CHALLENGE:
Please reproduce the part of the rows below that opens with the line containing "As a courtesy, could you identify the wet" and closes with the line containing "[1062,331,1148,431]", keeping each request line unchanged and shifting every bounding box coordinate up by 46.

DATASET CONTENT:
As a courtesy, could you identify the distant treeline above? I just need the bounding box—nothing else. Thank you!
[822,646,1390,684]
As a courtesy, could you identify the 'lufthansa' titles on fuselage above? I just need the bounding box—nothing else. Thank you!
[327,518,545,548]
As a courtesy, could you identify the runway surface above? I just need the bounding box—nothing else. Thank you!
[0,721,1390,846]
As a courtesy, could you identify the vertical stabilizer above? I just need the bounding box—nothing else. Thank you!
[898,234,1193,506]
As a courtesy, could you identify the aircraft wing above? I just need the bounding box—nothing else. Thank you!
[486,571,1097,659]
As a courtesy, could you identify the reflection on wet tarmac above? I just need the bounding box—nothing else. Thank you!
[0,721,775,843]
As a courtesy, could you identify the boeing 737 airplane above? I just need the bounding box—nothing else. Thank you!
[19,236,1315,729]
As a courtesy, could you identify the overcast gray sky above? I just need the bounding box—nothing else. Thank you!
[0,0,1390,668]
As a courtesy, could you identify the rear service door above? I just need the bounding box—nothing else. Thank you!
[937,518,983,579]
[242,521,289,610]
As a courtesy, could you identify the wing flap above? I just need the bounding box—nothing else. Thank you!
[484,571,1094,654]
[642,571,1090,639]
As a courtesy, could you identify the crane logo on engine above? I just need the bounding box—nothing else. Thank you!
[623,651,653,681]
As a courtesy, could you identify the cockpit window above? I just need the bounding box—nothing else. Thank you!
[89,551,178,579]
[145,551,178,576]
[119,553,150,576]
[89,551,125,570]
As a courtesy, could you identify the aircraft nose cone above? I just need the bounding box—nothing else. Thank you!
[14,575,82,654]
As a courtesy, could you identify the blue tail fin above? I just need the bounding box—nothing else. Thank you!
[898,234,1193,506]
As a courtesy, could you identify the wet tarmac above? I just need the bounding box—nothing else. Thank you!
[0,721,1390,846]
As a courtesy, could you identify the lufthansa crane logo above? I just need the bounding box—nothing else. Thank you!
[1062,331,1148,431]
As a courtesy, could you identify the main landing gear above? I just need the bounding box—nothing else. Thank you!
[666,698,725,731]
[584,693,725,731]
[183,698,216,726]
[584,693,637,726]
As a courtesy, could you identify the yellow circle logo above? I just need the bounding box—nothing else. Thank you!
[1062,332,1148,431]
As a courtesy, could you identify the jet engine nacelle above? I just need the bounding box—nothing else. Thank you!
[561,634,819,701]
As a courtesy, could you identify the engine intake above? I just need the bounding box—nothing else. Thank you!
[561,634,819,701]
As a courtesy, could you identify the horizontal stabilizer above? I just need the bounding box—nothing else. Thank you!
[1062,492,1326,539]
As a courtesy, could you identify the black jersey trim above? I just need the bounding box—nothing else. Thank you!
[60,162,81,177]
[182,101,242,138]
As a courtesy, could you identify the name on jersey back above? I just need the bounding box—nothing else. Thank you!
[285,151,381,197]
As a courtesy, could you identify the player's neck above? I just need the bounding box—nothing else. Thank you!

COMPLETE RESPONSE:
As a courtesy, could you identify the wet tarmac above? I just need the bounding box—nothing else. Thank you!
[46,767,1436,892]
As a courtesy, could you identify the lufthansa crane logo above? I just need the bounding box—nothing else. Thank you!
[1108,377,1194,477]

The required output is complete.